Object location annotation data
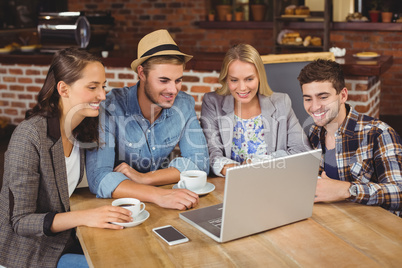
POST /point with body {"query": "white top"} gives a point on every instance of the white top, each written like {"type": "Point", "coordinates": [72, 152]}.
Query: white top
{"type": "Point", "coordinates": [73, 169]}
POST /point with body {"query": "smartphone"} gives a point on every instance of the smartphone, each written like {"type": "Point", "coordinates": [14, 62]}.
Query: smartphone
{"type": "Point", "coordinates": [170, 235]}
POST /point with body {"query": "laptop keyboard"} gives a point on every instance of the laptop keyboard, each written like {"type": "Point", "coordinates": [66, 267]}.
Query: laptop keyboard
{"type": "Point", "coordinates": [216, 222]}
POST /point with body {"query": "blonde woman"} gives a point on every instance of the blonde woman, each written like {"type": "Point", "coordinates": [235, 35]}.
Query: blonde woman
{"type": "Point", "coordinates": [245, 119]}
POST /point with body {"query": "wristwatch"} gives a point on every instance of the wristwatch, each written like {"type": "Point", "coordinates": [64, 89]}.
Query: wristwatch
{"type": "Point", "coordinates": [353, 190]}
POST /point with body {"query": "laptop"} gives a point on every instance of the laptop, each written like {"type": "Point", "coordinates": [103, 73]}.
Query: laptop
{"type": "Point", "coordinates": [261, 196]}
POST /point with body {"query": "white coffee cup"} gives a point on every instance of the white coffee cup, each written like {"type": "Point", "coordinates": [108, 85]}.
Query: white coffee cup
{"type": "Point", "coordinates": [132, 204]}
{"type": "Point", "coordinates": [193, 180]}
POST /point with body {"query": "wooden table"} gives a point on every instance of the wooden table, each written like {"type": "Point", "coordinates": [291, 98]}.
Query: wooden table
{"type": "Point", "coordinates": [337, 235]}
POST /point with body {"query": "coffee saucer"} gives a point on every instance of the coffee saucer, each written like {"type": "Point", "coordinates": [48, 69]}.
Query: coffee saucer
{"type": "Point", "coordinates": [143, 216]}
{"type": "Point", "coordinates": [209, 187]}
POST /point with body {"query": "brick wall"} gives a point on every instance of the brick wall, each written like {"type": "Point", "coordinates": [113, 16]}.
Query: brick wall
{"type": "Point", "coordinates": [364, 94]}
{"type": "Point", "coordinates": [20, 84]}
{"type": "Point", "coordinates": [135, 18]}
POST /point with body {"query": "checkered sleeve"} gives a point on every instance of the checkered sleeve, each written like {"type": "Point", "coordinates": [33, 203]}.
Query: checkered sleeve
{"type": "Point", "coordinates": [386, 189]}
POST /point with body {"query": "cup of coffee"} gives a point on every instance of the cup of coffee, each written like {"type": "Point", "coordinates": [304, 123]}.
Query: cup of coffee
{"type": "Point", "coordinates": [193, 180]}
{"type": "Point", "coordinates": [132, 204]}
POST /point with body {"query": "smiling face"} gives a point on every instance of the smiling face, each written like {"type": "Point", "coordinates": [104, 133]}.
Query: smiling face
{"type": "Point", "coordinates": [82, 98]}
{"type": "Point", "coordinates": [161, 85]}
{"type": "Point", "coordinates": [243, 81]}
{"type": "Point", "coordinates": [323, 104]}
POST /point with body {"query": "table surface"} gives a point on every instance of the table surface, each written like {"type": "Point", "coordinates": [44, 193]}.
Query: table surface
{"type": "Point", "coordinates": [337, 235]}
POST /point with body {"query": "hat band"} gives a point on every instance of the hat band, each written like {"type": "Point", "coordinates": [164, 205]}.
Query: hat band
{"type": "Point", "coordinates": [160, 48]}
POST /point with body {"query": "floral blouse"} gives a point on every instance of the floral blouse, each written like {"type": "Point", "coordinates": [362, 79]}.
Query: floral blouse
{"type": "Point", "coordinates": [248, 138]}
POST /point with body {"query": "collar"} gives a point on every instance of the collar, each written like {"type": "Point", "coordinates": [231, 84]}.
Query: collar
{"type": "Point", "coordinates": [349, 124]}
{"type": "Point", "coordinates": [267, 107]}
{"type": "Point", "coordinates": [53, 128]}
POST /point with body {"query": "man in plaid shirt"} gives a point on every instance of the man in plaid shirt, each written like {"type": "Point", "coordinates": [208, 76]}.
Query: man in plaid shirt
{"type": "Point", "coordinates": [362, 156]}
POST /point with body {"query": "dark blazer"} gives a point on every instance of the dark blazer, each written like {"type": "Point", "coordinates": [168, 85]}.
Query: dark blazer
{"type": "Point", "coordinates": [282, 131]}
{"type": "Point", "coordinates": [34, 184]}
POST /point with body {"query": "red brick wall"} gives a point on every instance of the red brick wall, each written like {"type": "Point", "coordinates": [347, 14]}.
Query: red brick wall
{"type": "Point", "coordinates": [135, 18]}
{"type": "Point", "coordinates": [20, 84]}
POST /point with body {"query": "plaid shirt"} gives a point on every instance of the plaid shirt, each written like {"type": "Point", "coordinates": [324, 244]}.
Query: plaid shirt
{"type": "Point", "coordinates": [369, 155]}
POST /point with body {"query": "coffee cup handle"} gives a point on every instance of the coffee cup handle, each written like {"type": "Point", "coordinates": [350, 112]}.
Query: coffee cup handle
{"type": "Point", "coordinates": [143, 207]}
{"type": "Point", "coordinates": [181, 184]}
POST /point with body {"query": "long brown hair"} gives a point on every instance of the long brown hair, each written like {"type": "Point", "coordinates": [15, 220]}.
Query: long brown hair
{"type": "Point", "coordinates": [67, 65]}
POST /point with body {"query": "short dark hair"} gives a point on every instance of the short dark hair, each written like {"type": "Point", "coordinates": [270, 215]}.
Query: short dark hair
{"type": "Point", "coordinates": [323, 71]}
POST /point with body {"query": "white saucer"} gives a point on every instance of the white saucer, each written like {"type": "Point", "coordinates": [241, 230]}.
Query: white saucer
{"type": "Point", "coordinates": [143, 216]}
{"type": "Point", "coordinates": [206, 190]}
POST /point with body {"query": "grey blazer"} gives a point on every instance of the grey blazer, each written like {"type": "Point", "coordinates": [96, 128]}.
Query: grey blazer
{"type": "Point", "coordinates": [34, 184]}
{"type": "Point", "coordinates": [282, 130]}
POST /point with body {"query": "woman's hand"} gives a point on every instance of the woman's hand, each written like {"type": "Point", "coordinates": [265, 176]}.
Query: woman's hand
{"type": "Point", "coordinates": [102, 217]}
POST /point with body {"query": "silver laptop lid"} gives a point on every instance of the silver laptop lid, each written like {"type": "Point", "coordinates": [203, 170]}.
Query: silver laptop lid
{"type": "Point", "coordinates": [269, 194]}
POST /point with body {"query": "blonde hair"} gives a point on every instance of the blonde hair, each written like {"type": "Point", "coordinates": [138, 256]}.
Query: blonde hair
{"type": "Point", "coordinates": [245, 53]}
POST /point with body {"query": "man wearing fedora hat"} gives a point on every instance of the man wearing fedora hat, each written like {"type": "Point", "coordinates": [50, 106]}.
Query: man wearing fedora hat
{"type": "Point", "coordinates": [142, 124]}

* [Exercise aim]:
Retype the data above exactly; pictures are not part of the copy.

* [Task answer]:
POST /point with body {"query": "white top"} gives a point on every instance of the white top, each written like {"type": "Point", "coordinates": [72, 152]}.
Query: white top
{"type": "Point", "coordinates": [73, 169]}
POST /point with body {"query": "smartphone"} gives a point on every instance of the smartphone, each written like {"type": "Point", "coordinates": [14, 62]}.
Query: smartphone
{"type": "Point", "coordinates": [170, 235]}
POST /point with body {"query": "laptop keyboard"} gives a point on every instance of the laptop keyboard, each written like {"type": "Point", "coordinates": [66, 267]}.
Query: laptop keyboard
{"type": "Point", "coordinates": [216, 222]}
POST /point with body {"query": "blonde woman"} gives a point on every instance of the blonde woman, each written like {"type": "Point", "coordinates": [235, 35]}.
Query: blonde woman
{"type": "Point", "coordinates": [245, 119]}
POST /point with body {"query": "wristwatch"} gives a point on every instance of the wristwatch, each written like {"type": "Point", "coordinates": [64, 89]}.
Query: wristwatch
{"type": "Point", "coordinates": [353, 190]}
POST /point with body {"query": "laptop"} gives a point on every instance of the laptop, each written like {"type": "Point", "coordinates": [103, 73]}.
Query: laptop
{"type": "Point", "coordinates": [261, 196]}
POST /point with body {"query": "white coffee cup"} gives a point on every instance of the white coffee cup, each written like {"type": "Point", "coordinates": [108, 85]}.
Query: white coffee cup
{"type": "Point", "coordinates": [132, 204]}
{"type": "Point", "coordinates": [193, 180]}
POST /point with body {"query": "wooden table"} gives a point on every instance of the wooden table, each written like {"type": "Point", "coordinates": [291, 98]}.
Query: wooden table
{"type": "Point", "coordinates": [337, 235]}
POST /point with body {"query": "coffee saucer"} gives a point on every instance of the coffee saucer, each written like {"type": "Point", "coordinates": [48, 69]}.
Query: coffee saucer
{"type": "Point", "coordinates": [143, 216]}
{"type": "Point", "coordinates": [209, 187]}
POST /point with body {"query": "brick wall"} gives a point on every instance of the brick wall, each written like {"type": "Point", "coordinates": [113, 16]}.
Query: brick wall
{"type": "Point", "coordinates": [364, 94]}
{"type": "Point", "coordinates": [20, 84]}
{"type": "Point", "coordinates": [135, 18]}
POST /point with body {"query": "checkered sleeve"} gives a point on every instance of the checkered sleeve, each written like {"type": "Point", "coordinates": [33, 203]}.
Query: checkered sleeve
{"type": "Point", "coordinates": [386, 189]}
POST /point with body {"query": "cup of coffee"} gives a point on every instance of the cup of coffee, each written like {"type": "Point", "coordinates": [304, 123]}.
Query: cup of coffee
{"type": "Point", "coordinates": [193, 180]}
{"type": "Point", "coordinates": [132, 204]}
POST /point with body {"query": "smiling face"} gives a point on every instance of the smiling face, each written like {"type": "Point", "coordinates": [104, 133]}.
Query: smiling face
{"type": "Point", "coordinates": [82, 98]}
{"type": "Point", "coordinates": [161, 85]}
{"type": "Point", "coordinates": [243, 81]}
{"type": "Point", "coordinates": [323, 104]}
POST /point with body {"query": "table surface"} gives a point on every instance of the table surface, each written like {"type": "Point", "coordinates": [44, 193]}.
Query: table surface
{"type": "Point", "coordinates": [337, 235]}
POST /point with body {"query": "hat band"} gives a point on every instance of the hat band, each written like {"type": "Point", "coordinates": [164, 205]}.
Query: hat band
{"type": "Point", "coordinates": [160, 48]}
POST /point with body {"query": "floral blouse"} gives a point on every instance of the floral blouse, each written like {"type": "Point", "coordinates": [362, 79]}.
Query: floral blouse
{"type": "Point", "coordinates": [248, 138]}
POST /point with body {"query": "collar"} gives a point on every instance of the collar, each written like {"type": "Point", "coordinates": [231, 84]}.
Query: collar
{"type": "Point", "coordinates": [349, 124]}
{"type": "Point", "coordinates": [267, 107]}
{"type": "Point", "coordinates": [53, 128]}
POST /point with body {"query": "man in plaid shirt"} gives a point on every instance of the man in plaid shirt, each written like {"type": "Point", "coordinates": [208, 76]}.
Query: man in plaid shirt
{"type": "Point", "coordinates": [362, 156]}
POST /point with body {"query": "dark blazer"} gives a point on every instance of the dark blazer, each written like {"type": "Point", "coordinates": [168, 85]}.
Query: dark blazer
{"type": "Point", "coordinates": [282, 131]}
{"type": "Point", "coordinates": [34, 184]}
POST /point with body {"query": "red brick wall"} gives a point on every instance of the red brick wall, each written like {"type": "Point", "coordinates": [347, 14]}.
Query: red brick wall
{"type": "Point", "coordinates": [135, 18]}
{"type": "Point", "coordinates": [20, 84]}
POST /point with body {"query": "plaid shirt"} gives a point on every instance of the plaid shirt, each written like {"type": "Point", "coordinates": [324, 244]}.
Query: plaid shirt
{"type": "Point", "coordinates": [369, 155]}
POST /point with body {"query": "coffee cup handle"} gives a point on every instance of the coffee cup handle, each written like {"type": "Point", "coordinates": [350, 112]}.
Query: coffee cup handle
{"type": "Point", "coordinates": [143, 207]}
{"type": "Point", "coordinates": [181, 184]}
POST /point with body {"query": "long brown hair"} gives a point on every instance of the long brown hair, each written like {"type": "Point", "coordinates": [15, 220]}.
Query: long brown hair
{"type": "Point", "coordinates": [67, 65]}
POST /point with body {"query": "short dark hair"} gives a point on every instance of the short dark hair, each written like {"type": "Point", "coordinates": [270, 215]}.
Query: short dark hair
{"type": "Point", "coordinates": [323, 71]}
POST /point with body {"query": "white saucer"} gives a point on every instance of the white saucer, each written like {"type": "Point", "coordinates": [241, 230]}.
Query: white saucer
{"type": "Point", "coordinates": [143, 216]}
{"type": "Point", "coordinates": [206, 190]}
POST /point with body {"query": "grey blazer"} gives a point on every instance of the grey blazer, each written like {"type": "Point", "coordinates": [96, 128]}.
Query: grey blazer
{"type": "Point", "coordinates": [34, 184]}
{"type": "Point", "coordinates": [282, 130]}
POST /point with body {"query": "woman's hand"} gives a point on every instance of the woman's hand, each written like {"type": "Point", "coordinates": [265, 176]}.
Query: woman's hand
{"type": "Point", "coordinates": [102, 217]}
POST /point with body {"query": "silver laptop lid"} gives a point on every instance of the silver laptop lid, each written like {"type": "Point", "coordinates": [203, 170]}.
Query: silver laptop lid
{"type": "Point", "coordinates": [269, 194]}
POST /point with body {"query": "blonde hair"} gives a point on every instance of the blonde hair, each written like {"type": "Point", "coordinates": [138, 256]}.
Query: blonde hair
{"type": "Point", "coordinates": [245, 53]}
POST /point with body {"query": "man wearing fedora hat"} gives a point on every instance of the man wearing fedora hat, each written like {"type": "Point", "coordinates": [50, 106]}.
Query: man wearing fedora hat
{"type": "Point", "coordinates": [142, 124]}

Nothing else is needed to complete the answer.